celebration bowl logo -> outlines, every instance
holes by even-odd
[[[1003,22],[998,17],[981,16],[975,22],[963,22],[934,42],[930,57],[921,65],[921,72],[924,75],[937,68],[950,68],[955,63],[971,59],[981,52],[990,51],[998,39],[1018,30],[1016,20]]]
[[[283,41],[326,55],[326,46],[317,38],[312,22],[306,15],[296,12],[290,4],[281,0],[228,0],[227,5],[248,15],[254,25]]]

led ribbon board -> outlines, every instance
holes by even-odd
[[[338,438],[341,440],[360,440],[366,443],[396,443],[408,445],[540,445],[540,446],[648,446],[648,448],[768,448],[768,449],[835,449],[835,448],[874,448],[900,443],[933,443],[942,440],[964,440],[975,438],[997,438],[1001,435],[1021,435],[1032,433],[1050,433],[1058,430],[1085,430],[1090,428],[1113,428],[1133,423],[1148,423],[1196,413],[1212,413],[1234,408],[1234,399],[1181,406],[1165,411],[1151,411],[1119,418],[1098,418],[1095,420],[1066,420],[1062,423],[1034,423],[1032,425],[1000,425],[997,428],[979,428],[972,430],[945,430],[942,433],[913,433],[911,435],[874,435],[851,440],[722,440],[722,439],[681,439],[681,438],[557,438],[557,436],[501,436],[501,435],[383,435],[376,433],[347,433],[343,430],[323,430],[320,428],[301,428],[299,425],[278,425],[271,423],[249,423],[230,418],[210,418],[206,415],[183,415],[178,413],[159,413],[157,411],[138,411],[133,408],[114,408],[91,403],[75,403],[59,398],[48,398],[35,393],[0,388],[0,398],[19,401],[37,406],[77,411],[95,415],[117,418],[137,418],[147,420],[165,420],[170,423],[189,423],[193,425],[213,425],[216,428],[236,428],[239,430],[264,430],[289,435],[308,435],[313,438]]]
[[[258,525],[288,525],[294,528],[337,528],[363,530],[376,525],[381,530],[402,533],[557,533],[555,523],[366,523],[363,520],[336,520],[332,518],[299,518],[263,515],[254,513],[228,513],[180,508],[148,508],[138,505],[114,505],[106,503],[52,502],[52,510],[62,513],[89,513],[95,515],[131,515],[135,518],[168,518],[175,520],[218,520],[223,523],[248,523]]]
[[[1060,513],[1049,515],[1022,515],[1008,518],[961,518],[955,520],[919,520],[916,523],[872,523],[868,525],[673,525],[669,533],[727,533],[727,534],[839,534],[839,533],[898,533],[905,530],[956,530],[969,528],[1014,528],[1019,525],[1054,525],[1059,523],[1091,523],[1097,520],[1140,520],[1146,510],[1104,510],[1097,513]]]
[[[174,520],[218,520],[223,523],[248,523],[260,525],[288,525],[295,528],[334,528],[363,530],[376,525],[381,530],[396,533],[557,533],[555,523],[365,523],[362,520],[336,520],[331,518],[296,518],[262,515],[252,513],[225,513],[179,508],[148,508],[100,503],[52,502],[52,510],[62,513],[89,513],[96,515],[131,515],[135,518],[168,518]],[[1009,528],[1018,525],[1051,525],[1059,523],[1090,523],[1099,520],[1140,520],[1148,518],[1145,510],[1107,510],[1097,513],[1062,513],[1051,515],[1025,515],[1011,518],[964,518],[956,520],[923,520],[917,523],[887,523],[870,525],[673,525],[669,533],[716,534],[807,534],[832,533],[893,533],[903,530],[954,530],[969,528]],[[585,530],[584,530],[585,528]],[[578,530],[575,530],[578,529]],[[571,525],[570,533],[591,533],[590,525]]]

LA CONSIGNE
Repérez dans les enregistrements chaque ligne où figure le mot « every », puis recopiez-la en entier.

RÉPONSE ATTENDUE
celebration bowl logo -> outlines, every instance
led ribbon board -> outlines, every instance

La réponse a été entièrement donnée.